Image point grounding data:
+---+

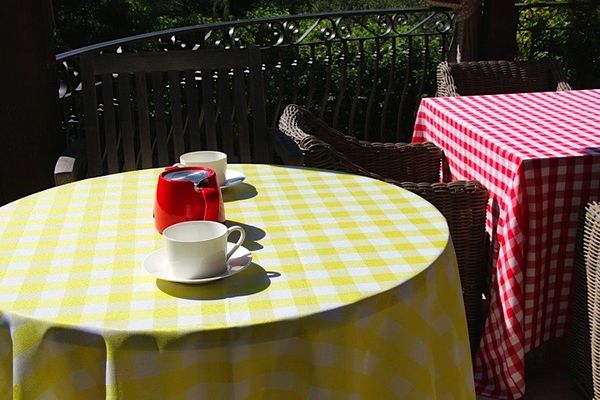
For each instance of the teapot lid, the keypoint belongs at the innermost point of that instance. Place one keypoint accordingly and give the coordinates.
(193, 175)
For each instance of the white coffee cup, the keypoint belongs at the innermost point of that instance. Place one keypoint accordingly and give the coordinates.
(207, 158)
(198, 249)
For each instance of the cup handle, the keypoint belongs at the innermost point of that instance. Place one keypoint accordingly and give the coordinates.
(238, 243)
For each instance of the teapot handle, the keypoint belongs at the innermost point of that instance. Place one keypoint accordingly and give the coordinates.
(212, 203)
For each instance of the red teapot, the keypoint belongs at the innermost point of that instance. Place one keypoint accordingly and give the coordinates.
(187, 194)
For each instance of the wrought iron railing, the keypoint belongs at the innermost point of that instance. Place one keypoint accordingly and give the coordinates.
(361, 71)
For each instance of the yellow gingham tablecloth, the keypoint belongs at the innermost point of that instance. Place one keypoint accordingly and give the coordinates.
(353, 294)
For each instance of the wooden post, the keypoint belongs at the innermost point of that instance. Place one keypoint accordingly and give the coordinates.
(499, 30)
(28, 120)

+---+

Your task is to reproduce exactly the lines that begin at the line containing "For each instance of the wrought" and end at the final line of the data above.

For each instance of the wrought iron railing, the keypoint belongs at the innermost point of that instance. Place one keypoint accordingly and give the coordinates.
(361, 71)
For each instance of the yellow gingham tablecloth, the keypoint belongs at the innermost point of that instance. Place one keypoint accordingly and give the coordinates.
(353, 294)
For each instance of the wooden post, the keypoint belongs at the innermost point of that instance. Place one keypoint accordingly and give the coordinates.
(499, 30)
(28, 120)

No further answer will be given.